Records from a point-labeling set
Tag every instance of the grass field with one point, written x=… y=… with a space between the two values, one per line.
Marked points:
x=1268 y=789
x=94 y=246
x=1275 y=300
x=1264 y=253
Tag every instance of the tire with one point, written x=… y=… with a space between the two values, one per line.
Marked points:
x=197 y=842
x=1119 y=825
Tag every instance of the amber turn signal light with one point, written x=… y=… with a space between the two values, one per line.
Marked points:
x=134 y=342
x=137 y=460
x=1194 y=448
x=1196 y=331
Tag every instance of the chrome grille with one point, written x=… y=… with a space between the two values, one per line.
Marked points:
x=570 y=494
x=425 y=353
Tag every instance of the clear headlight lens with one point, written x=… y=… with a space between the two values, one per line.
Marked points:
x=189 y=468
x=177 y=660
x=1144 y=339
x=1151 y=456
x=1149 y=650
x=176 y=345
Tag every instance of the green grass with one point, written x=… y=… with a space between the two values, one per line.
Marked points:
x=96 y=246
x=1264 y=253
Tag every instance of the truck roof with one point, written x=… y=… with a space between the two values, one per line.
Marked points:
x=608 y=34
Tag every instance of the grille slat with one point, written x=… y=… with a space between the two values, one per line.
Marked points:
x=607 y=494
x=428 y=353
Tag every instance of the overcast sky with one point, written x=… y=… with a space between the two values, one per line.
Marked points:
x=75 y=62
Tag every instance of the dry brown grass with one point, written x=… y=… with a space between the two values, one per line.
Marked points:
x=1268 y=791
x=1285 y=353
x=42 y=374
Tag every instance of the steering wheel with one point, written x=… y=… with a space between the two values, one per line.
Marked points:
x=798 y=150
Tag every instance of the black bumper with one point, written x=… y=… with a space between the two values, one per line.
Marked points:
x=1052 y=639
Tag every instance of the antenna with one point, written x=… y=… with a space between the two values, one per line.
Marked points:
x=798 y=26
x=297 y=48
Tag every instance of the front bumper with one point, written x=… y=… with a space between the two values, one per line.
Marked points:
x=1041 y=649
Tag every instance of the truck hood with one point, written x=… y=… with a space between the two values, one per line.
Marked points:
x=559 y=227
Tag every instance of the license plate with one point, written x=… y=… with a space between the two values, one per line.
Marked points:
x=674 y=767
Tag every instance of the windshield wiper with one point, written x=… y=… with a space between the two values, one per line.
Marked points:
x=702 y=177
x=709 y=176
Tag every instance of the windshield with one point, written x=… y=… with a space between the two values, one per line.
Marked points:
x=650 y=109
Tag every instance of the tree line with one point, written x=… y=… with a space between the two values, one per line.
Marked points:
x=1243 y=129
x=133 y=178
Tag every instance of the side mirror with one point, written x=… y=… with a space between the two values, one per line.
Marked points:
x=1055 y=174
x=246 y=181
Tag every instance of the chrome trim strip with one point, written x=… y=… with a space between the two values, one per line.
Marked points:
* * *
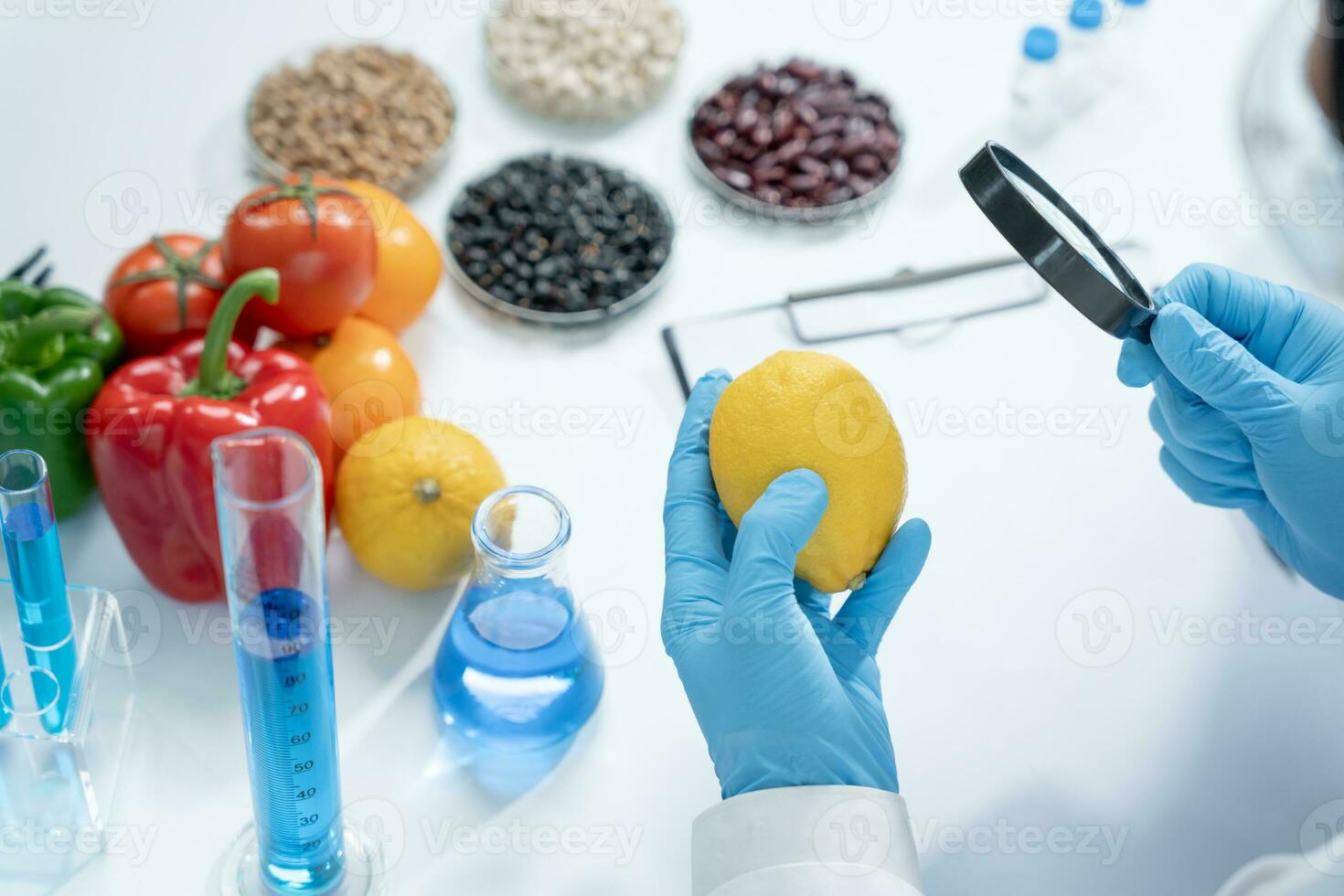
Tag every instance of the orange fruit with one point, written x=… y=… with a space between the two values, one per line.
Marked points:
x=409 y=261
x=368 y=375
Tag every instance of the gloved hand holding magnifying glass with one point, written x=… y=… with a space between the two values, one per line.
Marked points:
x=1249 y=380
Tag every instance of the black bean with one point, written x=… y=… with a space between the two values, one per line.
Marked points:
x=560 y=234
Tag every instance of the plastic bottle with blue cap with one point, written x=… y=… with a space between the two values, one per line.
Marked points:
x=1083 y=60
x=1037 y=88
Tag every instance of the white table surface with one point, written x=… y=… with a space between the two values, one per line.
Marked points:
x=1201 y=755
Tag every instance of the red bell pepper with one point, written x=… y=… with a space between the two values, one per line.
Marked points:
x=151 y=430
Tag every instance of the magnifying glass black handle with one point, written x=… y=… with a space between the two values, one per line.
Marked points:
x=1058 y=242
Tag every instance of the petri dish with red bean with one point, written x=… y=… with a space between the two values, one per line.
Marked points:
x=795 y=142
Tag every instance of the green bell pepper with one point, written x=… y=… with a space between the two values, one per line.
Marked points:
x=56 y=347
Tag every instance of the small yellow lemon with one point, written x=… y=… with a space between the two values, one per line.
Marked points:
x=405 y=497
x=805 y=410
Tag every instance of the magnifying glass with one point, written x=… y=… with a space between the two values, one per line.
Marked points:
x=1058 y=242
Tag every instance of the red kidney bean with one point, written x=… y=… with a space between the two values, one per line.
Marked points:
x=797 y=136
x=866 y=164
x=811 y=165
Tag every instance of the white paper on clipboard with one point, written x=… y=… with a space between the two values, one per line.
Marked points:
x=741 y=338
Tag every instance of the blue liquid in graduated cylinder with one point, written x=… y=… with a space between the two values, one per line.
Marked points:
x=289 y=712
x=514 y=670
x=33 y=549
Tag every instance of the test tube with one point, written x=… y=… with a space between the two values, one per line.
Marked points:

**EXERCISE DIRECTIONS:**
Report every line of the records above that contains the word "green", copying each line in full.

**WRITTEN SOLUTION:**
Tag every instance of the green grass with one point, written x=… y=… with a space between the two values, one per line.
Tag every instance of the green bell pepper with one point, written x=… y=… with a space between the two values, one per line.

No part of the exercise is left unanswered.